Exercise aim: Output the rows below as a Markdown table with columns Index and Entry, numbering each line and skipping blank lines. Include only the lines from the one containing "Expected: for every instance of the pendant" through the last row, both ends included.

------------------------------------------------------------------------

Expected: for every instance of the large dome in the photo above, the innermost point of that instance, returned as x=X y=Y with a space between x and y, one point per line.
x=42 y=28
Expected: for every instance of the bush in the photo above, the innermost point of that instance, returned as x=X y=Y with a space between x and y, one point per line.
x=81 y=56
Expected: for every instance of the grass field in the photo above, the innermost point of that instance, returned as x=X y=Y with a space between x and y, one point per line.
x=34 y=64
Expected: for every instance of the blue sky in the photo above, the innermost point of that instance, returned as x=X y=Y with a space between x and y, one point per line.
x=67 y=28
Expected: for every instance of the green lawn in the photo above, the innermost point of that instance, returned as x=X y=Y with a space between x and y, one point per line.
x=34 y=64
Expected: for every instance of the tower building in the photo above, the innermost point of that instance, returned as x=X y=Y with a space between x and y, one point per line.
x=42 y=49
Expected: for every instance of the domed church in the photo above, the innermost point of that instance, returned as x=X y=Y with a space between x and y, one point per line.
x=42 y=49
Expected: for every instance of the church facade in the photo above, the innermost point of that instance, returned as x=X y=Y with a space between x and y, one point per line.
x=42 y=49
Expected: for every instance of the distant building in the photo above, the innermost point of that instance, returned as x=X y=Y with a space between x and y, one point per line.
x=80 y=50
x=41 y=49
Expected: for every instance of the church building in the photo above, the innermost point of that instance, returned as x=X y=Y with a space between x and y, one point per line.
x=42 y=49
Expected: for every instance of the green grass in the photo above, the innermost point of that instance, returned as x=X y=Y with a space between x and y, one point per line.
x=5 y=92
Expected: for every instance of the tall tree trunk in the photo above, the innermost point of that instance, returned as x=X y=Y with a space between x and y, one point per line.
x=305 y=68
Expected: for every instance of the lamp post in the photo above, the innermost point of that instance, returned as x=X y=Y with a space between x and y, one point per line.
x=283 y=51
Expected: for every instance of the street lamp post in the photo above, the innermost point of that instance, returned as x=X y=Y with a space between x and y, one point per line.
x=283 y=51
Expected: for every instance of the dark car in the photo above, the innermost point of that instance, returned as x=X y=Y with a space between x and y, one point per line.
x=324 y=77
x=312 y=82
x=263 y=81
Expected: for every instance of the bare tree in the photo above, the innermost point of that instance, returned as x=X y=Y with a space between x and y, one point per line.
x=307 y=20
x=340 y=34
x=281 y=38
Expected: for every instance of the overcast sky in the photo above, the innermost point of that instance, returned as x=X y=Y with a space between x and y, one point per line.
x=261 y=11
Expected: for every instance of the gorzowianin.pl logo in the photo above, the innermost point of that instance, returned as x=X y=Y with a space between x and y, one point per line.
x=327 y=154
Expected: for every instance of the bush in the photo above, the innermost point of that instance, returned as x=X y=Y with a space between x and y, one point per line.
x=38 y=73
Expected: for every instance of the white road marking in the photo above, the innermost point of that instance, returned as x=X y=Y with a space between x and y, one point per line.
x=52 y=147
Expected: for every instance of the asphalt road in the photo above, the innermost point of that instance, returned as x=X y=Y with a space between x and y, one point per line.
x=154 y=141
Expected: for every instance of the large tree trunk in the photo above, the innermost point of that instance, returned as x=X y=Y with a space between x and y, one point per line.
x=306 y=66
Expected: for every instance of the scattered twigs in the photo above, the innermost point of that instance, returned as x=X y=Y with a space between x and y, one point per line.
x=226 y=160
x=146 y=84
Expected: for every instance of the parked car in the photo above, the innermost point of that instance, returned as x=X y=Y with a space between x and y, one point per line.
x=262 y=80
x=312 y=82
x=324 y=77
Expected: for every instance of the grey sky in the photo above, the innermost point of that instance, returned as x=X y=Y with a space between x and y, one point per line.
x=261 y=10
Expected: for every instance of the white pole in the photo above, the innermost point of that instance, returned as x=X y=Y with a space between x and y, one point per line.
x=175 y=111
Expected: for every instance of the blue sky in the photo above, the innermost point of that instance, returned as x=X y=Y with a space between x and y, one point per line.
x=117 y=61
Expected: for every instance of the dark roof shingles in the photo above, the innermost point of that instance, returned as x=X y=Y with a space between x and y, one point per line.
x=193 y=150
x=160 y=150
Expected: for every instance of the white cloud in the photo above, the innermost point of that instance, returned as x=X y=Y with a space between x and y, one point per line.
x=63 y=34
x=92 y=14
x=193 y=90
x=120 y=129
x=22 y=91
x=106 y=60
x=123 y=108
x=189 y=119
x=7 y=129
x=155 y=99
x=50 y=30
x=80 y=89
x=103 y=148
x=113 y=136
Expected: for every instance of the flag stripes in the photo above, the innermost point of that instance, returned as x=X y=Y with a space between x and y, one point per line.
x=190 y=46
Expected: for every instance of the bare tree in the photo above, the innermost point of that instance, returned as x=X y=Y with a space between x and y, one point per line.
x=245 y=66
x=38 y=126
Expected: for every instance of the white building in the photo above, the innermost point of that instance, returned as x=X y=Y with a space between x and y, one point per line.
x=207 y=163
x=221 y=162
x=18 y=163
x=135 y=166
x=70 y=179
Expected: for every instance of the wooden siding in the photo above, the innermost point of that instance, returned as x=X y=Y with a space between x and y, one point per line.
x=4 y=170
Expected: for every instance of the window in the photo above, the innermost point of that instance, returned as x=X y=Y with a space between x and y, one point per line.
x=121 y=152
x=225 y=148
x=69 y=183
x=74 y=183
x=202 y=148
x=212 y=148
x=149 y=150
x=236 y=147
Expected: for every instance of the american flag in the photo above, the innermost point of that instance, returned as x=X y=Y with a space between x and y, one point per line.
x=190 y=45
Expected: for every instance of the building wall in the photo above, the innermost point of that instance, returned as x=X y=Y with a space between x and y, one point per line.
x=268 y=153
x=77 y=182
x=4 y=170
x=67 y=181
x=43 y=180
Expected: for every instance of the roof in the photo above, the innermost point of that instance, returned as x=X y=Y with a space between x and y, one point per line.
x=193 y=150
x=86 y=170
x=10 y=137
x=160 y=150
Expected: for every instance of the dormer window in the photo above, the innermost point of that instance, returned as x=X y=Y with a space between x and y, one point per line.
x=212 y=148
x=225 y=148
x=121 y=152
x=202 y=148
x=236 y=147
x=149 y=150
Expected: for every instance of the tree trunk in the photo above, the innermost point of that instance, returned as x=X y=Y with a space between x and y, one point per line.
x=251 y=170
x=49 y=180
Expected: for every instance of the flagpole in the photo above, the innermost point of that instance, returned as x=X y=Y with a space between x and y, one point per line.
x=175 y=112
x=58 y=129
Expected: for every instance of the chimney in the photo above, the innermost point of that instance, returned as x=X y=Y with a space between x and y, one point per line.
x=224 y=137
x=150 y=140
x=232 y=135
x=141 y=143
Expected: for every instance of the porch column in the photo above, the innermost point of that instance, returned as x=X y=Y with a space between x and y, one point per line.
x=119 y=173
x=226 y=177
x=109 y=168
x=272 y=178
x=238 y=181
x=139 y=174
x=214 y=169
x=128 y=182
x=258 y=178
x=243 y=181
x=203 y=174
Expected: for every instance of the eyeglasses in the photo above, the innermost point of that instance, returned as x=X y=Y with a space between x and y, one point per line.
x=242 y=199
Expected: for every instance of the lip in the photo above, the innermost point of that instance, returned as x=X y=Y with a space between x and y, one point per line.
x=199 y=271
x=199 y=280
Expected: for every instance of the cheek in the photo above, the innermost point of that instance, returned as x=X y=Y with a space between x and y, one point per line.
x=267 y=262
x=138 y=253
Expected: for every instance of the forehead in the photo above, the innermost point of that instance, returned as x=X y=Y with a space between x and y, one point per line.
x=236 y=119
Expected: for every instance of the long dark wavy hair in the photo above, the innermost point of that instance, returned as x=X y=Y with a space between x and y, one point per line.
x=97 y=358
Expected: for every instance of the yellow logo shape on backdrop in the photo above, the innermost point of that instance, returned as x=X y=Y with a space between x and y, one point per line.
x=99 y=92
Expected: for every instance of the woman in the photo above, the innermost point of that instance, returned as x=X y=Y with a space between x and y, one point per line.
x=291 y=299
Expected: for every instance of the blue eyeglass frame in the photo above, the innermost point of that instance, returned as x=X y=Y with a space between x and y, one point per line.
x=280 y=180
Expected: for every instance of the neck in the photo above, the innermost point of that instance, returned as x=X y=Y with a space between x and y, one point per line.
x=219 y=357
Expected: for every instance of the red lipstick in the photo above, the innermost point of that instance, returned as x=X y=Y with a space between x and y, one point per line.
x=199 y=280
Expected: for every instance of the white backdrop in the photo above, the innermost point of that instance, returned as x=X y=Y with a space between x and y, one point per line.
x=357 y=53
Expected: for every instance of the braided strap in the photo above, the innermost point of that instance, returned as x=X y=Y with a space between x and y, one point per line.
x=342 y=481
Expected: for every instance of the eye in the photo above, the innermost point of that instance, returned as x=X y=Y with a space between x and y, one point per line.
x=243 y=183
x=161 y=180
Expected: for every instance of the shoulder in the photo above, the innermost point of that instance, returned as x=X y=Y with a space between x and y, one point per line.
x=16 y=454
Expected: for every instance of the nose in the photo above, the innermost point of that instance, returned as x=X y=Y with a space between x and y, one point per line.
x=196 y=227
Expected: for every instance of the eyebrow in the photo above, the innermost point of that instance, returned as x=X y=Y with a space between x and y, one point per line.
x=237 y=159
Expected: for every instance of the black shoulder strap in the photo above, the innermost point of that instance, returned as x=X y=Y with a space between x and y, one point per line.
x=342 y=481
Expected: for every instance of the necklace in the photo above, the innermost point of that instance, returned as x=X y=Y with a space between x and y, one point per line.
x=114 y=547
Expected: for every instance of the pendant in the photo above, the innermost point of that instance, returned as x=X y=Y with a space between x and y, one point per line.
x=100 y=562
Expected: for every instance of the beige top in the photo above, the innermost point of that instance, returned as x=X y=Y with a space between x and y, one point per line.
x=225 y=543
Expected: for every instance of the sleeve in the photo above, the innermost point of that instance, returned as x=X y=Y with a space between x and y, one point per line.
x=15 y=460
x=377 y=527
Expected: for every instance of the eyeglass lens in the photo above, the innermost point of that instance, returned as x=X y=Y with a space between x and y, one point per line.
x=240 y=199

------------------------------------------------------------------------

Solved exercise:
| Index | Entry |
|---|---|
| 1 | Expected: for every instance of the pendant in the photo above, the innermost point of that instance, returned as x=X y=Y with a space between x and y, one point per line. |
| 2 | x=100 y=562 |
| 3 | Expected: for every instance of the beige top in the photo above, the innermost point of that instance, returned as x=X y=Y with a space between x and y, one point per line. |
| 4 | x=225 y=543 |
| 5 | Expected: for every instance of the sleeve in the photo above, the innermost point of that instance, returned as x=X y=Y with a space between x and y, one point per line. |
| 6 | x=15 y=460 |
| 7 | x=377 y=527 |
| 8 | Expected: for every instance of the eyeglass lens in the photo above, the innermost point of that instance, returned as x=X y=Y with a space between x and y, one point per line. |
| 9 | x=240 y=199 |